====== Source ======

New to Blender - Cycles or internal Renderer?

Hi all,

I’m new to blender but am having a lot of fun with it so far. My question is with respect to the new cycles renderer that will be standard in the next short while. Where I am just learning blender, would it make more sense to download the cycles beta and learn that right away - am I wasting time learning the internal renderer when it will be obsolete soon? How stable is cycles right now?

Blender Internal will not become obsolete because Cycles is slow to render animations unless you have a super expensive GPU
try it. go to graphicall.org
download the the build for your operating system
unzip the file then click on the blender.exe to launch it
if you get flickering menus you’ll need to go to user preferences then system and change the draw method to one that stops the flickering

My question is with respect to the new cycles renderer that will be standard in the next short while.

No it will not.
An early version of Cycles will be merged at 2.62 release as a pleasant bonus, but BI will not be dropped for ~ 2 years. Only when Cycles can do everything BI can, BI will be dropped.

How stable is cycles right now?

Not very.
But it will be stable soon.

I say, learn both.
You will need them both for the time being.

cycles is coming in 2.61 http://wiki.blender.org/index.php/Dev:Doc/Projects so around the time of the blender conference or slightly after you will start seeing it in trunk builds.

oh, snap xD
I knew that… Im just sleepy.

I agree with Freemind; learn Cycles and BI. No knowledge is “useless” or “pointless” just because it’s old, even if the subject is “obsolete” (in fact, sometimes that knowledge becomes even more useful, because then you might be one of the few who knows that thing. And since few know it, it can be useful in surprising ways. But I digress…)
Knowing BI is important, because it is the built-in. So, you can do a quick and dirty render to check certain things about your scene. Like making an “animatic.” Although there are ways to do that with Cycles too…
Anyway, knowledge in BI is very useful in Cycles.
Certainly learn Cycles. Although it might be a while, it will be the primary renderer of choice sooner rather than later, even if BI won’t be dropped for a while. I say that because, although Cycles has a bad reputation of being slow to render animation, that reputation is about to change. I stopped using it for about two weeks to focus on BI (because I thought it was faster in animation) and just came back to try the new Cycles builds. AND MAN IS IT FAST NOW! Cycles smokes BI in animation now. I’ll get a lot of argument. But I just spent 3 days doing a BI animation render. I couldn’t stomach it anymore. I put the same model in the newest Cycles build, and it ate the model for breakfast. Just BLAZING. Yes, I have a good GPU. But it wasn’t that expensive. You probably have one anyway.

======

=== Instructions for the task ===
Rewrite the part of the Blender renderer thread that begins with "New to Blender - Cycles" and ends with "soon? How stable is cycles right now?", swapping "beta" for "test version".

====== Supplied entries ======

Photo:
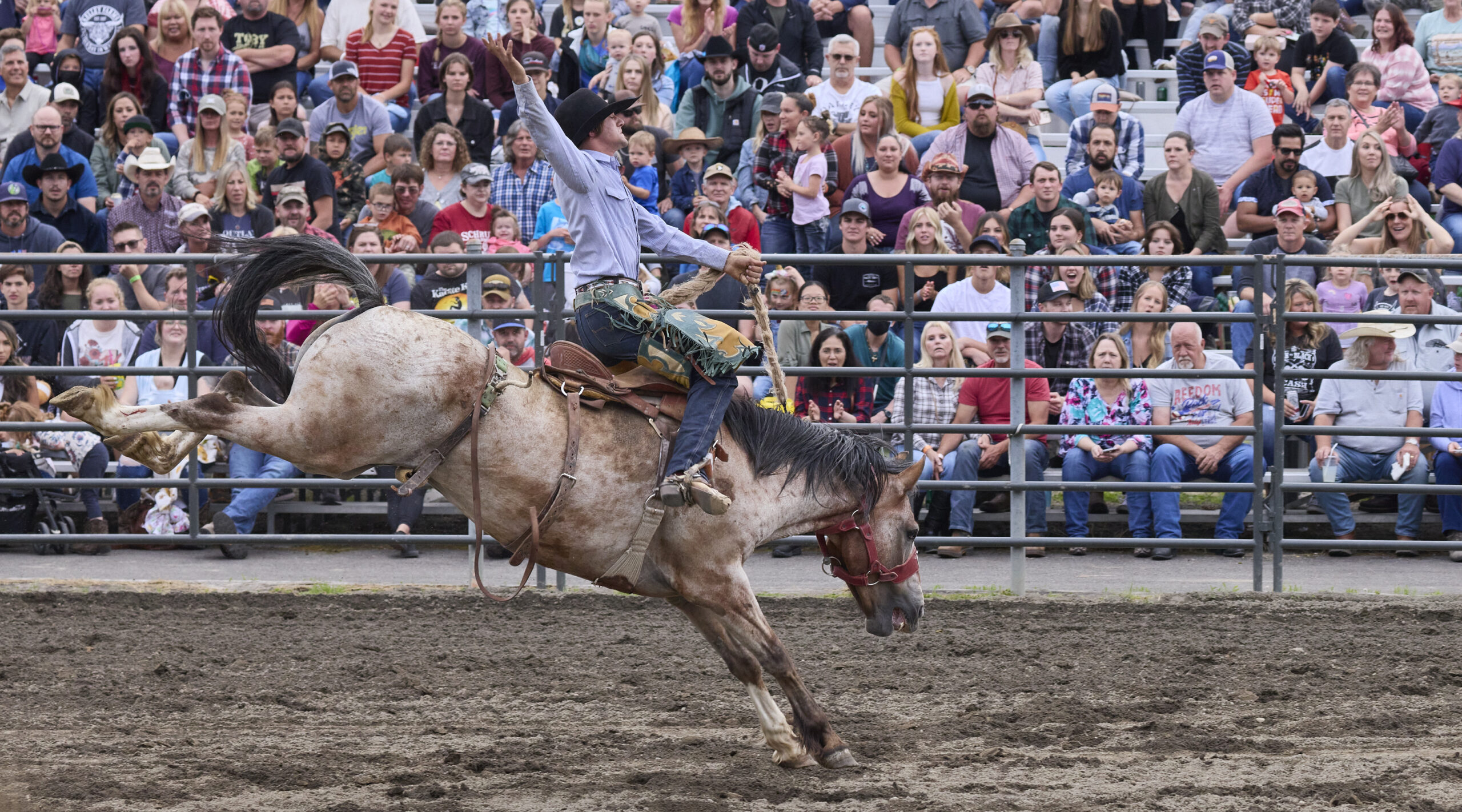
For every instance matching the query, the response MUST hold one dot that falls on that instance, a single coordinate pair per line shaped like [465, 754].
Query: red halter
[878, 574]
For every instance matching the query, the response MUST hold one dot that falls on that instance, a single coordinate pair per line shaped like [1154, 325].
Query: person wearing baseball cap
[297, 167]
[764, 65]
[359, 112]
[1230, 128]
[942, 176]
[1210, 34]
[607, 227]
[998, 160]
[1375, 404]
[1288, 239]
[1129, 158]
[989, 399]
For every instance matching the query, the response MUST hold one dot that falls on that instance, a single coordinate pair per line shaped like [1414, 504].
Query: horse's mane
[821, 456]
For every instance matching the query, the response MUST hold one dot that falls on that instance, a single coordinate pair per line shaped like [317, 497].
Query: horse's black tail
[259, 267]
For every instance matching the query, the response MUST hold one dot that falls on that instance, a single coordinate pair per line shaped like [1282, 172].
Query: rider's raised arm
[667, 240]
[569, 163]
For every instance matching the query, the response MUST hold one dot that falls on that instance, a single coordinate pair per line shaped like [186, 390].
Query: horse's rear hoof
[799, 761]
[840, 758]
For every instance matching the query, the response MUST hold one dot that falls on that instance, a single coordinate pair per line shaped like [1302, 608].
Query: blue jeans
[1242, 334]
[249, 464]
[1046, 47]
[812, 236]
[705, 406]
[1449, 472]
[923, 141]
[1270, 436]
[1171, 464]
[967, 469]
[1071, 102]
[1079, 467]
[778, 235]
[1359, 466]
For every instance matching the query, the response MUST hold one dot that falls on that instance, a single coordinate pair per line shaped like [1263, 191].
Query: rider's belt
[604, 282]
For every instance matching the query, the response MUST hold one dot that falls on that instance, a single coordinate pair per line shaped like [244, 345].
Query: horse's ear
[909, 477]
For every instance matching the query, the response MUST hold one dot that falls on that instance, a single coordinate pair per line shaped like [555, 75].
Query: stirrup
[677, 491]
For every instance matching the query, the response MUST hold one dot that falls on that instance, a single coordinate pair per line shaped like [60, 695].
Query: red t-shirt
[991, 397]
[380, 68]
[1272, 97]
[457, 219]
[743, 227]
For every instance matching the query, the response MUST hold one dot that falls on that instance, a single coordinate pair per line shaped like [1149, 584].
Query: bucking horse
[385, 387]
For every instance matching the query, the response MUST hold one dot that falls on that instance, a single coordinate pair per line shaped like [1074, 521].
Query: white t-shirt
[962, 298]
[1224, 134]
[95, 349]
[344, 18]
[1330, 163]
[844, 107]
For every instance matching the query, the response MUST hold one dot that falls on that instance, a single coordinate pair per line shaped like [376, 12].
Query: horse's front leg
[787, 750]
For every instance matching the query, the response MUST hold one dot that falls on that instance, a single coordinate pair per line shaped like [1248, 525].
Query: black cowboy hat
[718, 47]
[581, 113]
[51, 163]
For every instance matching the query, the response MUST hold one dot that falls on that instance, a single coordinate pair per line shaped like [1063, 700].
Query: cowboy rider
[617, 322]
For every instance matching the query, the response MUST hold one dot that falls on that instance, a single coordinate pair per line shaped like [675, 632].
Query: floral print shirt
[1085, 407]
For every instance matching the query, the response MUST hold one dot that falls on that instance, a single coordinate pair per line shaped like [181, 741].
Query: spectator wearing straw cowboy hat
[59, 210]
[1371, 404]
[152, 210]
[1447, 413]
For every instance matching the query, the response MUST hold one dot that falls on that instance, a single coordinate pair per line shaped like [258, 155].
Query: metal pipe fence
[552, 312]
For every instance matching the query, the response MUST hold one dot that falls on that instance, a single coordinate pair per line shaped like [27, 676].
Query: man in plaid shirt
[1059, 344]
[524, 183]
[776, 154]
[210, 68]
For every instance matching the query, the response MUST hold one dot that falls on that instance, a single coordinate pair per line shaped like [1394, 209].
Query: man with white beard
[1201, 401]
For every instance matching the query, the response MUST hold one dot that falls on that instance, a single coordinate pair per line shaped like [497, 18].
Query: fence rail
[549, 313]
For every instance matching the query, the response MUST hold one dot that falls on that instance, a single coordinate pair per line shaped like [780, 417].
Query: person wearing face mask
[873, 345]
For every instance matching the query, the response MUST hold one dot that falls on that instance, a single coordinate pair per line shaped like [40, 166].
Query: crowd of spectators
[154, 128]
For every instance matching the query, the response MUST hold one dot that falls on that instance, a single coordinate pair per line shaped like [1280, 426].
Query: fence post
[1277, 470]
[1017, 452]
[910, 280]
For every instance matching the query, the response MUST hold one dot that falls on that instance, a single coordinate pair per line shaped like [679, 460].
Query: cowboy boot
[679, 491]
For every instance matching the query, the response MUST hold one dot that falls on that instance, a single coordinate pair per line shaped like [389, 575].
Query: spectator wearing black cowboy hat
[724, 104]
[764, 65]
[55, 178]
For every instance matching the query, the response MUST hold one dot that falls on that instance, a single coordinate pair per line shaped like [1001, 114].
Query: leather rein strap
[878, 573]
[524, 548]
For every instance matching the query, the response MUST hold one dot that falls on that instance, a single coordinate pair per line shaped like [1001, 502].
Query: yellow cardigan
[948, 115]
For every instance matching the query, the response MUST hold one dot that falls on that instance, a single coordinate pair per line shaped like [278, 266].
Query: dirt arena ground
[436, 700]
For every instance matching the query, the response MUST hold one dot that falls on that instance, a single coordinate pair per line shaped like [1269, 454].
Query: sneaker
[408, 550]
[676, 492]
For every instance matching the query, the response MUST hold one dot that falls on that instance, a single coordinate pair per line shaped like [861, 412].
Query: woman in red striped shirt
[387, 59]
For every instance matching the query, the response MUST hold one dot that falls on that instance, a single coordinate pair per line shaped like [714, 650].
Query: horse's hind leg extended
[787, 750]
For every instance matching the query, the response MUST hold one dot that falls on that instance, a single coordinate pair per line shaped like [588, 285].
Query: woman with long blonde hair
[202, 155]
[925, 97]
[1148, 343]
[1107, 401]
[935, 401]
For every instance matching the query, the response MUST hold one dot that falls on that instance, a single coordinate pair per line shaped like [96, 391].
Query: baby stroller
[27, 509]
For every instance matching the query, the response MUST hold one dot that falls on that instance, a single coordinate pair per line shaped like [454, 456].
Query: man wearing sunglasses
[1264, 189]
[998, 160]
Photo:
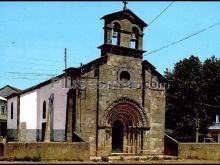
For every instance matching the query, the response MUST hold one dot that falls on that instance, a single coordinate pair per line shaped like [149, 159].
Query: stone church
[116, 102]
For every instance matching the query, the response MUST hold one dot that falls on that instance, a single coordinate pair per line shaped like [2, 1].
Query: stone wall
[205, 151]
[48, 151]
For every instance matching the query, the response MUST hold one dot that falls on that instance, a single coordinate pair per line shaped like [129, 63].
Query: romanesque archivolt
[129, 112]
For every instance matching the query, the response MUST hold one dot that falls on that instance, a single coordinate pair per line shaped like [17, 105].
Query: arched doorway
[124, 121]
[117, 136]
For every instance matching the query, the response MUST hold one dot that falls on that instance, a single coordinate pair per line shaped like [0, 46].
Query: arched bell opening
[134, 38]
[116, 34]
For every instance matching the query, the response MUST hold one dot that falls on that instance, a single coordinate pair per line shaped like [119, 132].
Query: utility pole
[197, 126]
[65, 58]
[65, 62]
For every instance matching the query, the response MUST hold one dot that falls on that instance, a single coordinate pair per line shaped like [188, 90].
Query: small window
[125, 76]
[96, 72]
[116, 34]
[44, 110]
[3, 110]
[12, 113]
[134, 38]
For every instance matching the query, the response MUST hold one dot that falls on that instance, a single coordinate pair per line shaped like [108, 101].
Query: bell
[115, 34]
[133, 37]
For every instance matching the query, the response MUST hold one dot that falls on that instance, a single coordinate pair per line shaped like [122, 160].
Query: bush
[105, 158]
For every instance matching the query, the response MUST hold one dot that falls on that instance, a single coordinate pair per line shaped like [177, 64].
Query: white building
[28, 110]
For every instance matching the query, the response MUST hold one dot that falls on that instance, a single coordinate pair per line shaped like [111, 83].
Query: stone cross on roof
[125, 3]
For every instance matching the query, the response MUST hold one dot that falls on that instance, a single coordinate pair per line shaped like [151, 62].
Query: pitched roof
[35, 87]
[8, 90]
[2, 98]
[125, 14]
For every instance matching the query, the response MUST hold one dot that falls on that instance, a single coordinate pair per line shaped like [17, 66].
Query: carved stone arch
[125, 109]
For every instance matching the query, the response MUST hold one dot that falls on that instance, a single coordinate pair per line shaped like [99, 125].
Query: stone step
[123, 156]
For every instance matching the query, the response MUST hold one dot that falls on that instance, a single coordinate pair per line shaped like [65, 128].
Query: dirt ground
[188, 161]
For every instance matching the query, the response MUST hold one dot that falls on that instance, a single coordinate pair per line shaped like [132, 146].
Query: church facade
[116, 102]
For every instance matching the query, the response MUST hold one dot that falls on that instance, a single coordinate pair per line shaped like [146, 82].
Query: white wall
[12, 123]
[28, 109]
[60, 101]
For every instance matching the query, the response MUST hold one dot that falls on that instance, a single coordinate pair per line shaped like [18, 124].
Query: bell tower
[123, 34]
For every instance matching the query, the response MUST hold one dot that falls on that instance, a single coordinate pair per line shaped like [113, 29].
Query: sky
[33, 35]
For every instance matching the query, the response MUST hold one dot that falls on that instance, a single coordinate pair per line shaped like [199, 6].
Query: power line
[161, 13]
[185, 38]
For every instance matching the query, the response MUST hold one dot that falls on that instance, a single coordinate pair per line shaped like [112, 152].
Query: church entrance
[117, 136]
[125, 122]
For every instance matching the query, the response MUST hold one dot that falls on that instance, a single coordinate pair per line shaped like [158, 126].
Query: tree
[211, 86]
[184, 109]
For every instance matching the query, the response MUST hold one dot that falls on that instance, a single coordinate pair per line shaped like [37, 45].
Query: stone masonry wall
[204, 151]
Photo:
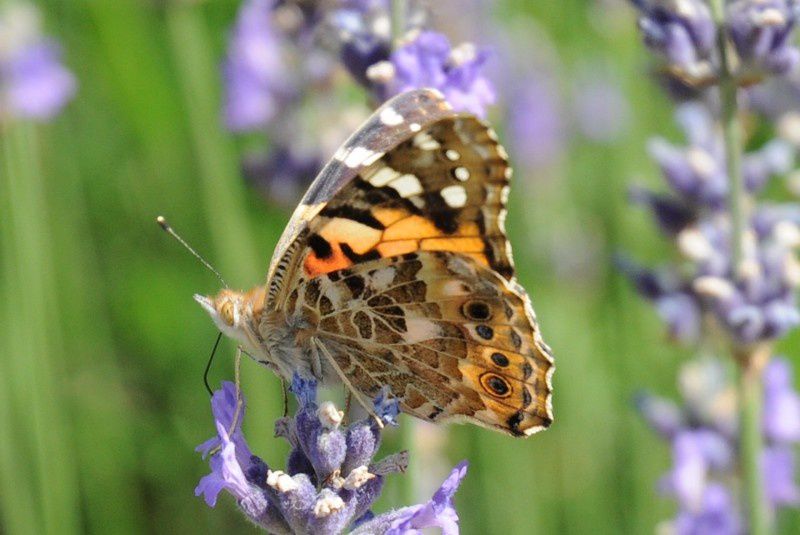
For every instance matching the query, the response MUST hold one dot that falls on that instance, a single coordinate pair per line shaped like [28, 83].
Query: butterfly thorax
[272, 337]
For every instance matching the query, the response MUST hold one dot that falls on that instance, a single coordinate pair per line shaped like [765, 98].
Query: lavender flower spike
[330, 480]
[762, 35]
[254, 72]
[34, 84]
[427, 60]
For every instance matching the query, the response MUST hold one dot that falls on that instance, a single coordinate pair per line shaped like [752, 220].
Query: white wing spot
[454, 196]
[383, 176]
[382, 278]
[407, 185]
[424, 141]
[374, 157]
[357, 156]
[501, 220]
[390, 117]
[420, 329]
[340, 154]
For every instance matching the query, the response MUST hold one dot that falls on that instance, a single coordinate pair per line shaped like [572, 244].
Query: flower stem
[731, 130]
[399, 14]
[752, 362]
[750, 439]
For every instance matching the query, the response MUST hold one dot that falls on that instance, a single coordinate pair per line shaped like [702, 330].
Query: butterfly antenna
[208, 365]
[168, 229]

======

=== Complete output ===
New to Blender - Cycles or internal Renderer?

Hi all,

I’m new to blender but am having a lot of fun with it so far. My question is with respect to the new cycles renderer that will be standard in the next short while. Where I am just learning blender, would it make more sense to download the cycles test version and learn that right away - am I wasting time learning the internal renderer when it will be obsolete soon? How stable is cycles right now?